Mork Borg, Symbaroum, and Warhammer Fantasy Roleplay
In the world of tabletop roleplaying games, there are some settings that grab you as soon as you open up the books they are in. You just want to inhabit that world through the medium of a game.
What makes a world like that?
The answer is that I have no expertise in the matter and shouldn’t be opining in general on the matter. I’m a newbie in regard to TTRPGs and in any case don’t really know what settings have drawn other people into them.
But I can talk about the settings that have drawn me into them. And I think that some of what makes those settings compelling to me just might be helpful for spaces outside the TTRPG world, such as fiction or even non-fiction books.

Just a spoonful of sugar
Ask people with knowledge of the TTRPG space which game has made the largest splash relative to its size and expectations, and many of them are likely to mention Mork Borg. The game, produced by Stockholm Kartell and published by Free League, has provoked an outsized reaction, in regard to its reputation in the wider gaming world but more importantly in regard to the effect that it had on its fans.
Mork Borg (along with related games from Stockholm Kartell, such as the cyberpunk game Cy Borg) has a huge fanbase that has created a huge base of content for the game. The website Ex Libris lists 1,527 different projects made for Mork Borg, which is a large amount for any game not named Dungeons & Dragons, especially considering it is just about three years old.
The game clearly has drawn in fans, and some of the obvious qualities of the game may be reasons. The game is a death-metal-inspired tongue-in-cheek rules-lite RPG with an incredible art style in the original book. (Its graphic designer, Johan Nohr, has done incredible work in RPG design in recent years, in general.) Some of its critics deride it for being more of an artbook than a game (though this often indicates they haven’t tried running it). The visual style certainly is a cause of its popularity.
But I think there are some special draws of the world-building that the book does that lend themselves to pulling people in. The world of Mork Borg is dire and dying, but the flavor that its authors gave it makes people want to explore it. At least, that’s what the flavor did for me.

------------

> [YOUR INSTRUCTIONS]:
Extend the essay on Mork Borg and other tabletop game settings, picking up after its final sentence. The material that comes next is separate from the essay on tabletop game settings.

> [GIVEN INFORMATION]:
------------

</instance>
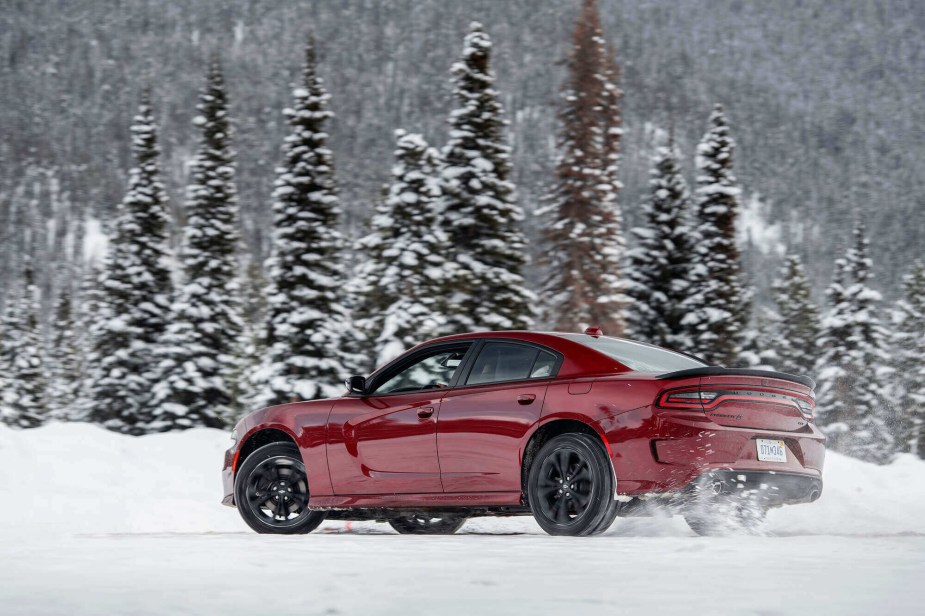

------------

> [RESPONSE BOX]:
(Mork Borg was written by Pelle Nilsson, in Swedish, translated by Johan Nohr, and added to in some manner by Patrick Stuart, along with a host of editors.)
And that flavor is imparted in very few words. The primary setting material in the book is less than 2,000 words, and much of that discusses prophecies about the end of the world. (It’s more fun than it sounds, really.) The discussion of the actual physical layout of the world clocks in at less than 1,200 words. But it has lots of flavor in those words.
For example, here is the description of the forest Sarkash and the massive graveyard that lies inside it:
In Tveland also lies Sarkash.
The forest seems, lately, to spread unnaturally fast. Paths tangle and wind in the overgrown gloom, leading wanderers astray. Far in the depths of Sarkash, always where one least expects to find it, in a halo of dying trees, is Graven-Tosk. A truly ancient cemetery filled with mausoleums, blank-eyed cherubs, stagnant fountains, plague pits and ordinary graves.
But hasn’t it grown warmer in this usually cold place? Do you hear the frantic scratching? The air feels heavy, stale and hard to breathe.
Or here is the description of one of the kingdoms of the world:
The Western Kingdom
The western kingdom, called Wästland in the songs of the simple and rhymes of the poor, once home to peace and wealth when Lake Onda gifted fish and the river-trade thrived.
Now, terror and despotism stalk. In the secret citadel of the sad-but-gaudy city of Schleswig King Fathmu IX schemes. Paranoid, fat and increasingly mad, he is consumed with psychosis and invisible fears.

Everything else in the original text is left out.